* [Texte extrait]
__________
En cas de diarrhée aiguë de l’enfant et de l’adulte, deux essais avec tirage au sort versus placebo ont évalué l’impact du métronidazole [1,5 g/jour 10 jours, (8)] ou de la nitazoxanide (9) chez des patients chez lesquels BH était le seul pathogène identifié par des méthodes microbiologiques conventionnelles. Dans les deux essais, le produit actif a eu des résultats très supérieurs au placebo, avec une bonne corrélation entre la réponse clinique et la négativation de l’examen des selles. Il est donc licite dans ce contexte précis de proposer à nos patients une cure de métronidazole (la nitazoxanide n’est precrite qu’en ATU).

Pourquoi BH est-il chez certains patients un commensal avéré et chez d’autres un pathogène probable ? Cela peut tenir aux sous-types (avec traits pathogènes ou non) du parasite qui seront peut-être mieux démembrés dans les années à venir, ou à des éléments de terrain. En attendant se pose la question de savoir quoi faire chez une personne atteinte de forme sévère de troubles fonctionnels (calprotectine fécale, biologie sanguine et examens morphologiques normaux) très anciens, avec découverte du protozoaire dans les selles. En l’absence d’évidence, j’ai tendance personnellement à ne rien faire en cas de PCR isolément positive, mais quand même tester la réponse clinique au métronidazole lorsque les parasites sont nombreux en recherche conventionnelle.

Il n’y pas d’éléments de preuve solides pour le caractère pathogène de Dientamoeba fragilis, quel que soit le contexte clinique

À ce jour, il n’y a aucun élément de preuve robuste du caractère pathogène de ce protozoaire (10), au point que la recherche de ce parasite ne fait pas partie de l’enquête microbiologique fécale systématique des candidats donneurs à la transplantation du microbiote fécal dans certains pays.

Références

  1. Fiorenza EA, Wendt CA, Dobkowski KA, King TL, Pappaionou M, Rabinowitz P, et al. It’s a wormy world: Meta-analysis reveals several decades of change in the global abundance of the parasitic nematodes Anisakis spp. and Pseudoterranova spp. in marine fishes and invertebrates. Glob Change Biol. 2020 May;26(5):2854–66.
__________
* [Données fournies]
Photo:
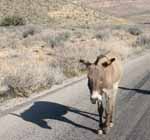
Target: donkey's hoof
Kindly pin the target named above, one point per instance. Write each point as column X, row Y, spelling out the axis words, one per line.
__________
* [Travail à faire]
a - Recopiez le passage du texte extrait qui s'ouvre sur les mots contenant « À ce jour, il » et se ferme sur « dans certains pays. », en remplaçant « robuste » par « solide ».
b - D'après le texte extrait, à quelle posologie le métronidazole a-t-il été évalué contre placebo dans la diarrhée aiguë ?
Les données n'ont aucun rapport avec le texte extrait.

* [Résultats attendus]
a -
À ce jour, il n’y a aucun élément de preuve solide du caractère pathogène de ce protozoaire (10), au point que la recherche de ce parasite ne fait pas partie de l’enquête microbiologique fécale systématique des candidats donneurs à la transplantation du microbiote fécal dans certains pays.

b - 1,5 g par jour pendant 10 jours.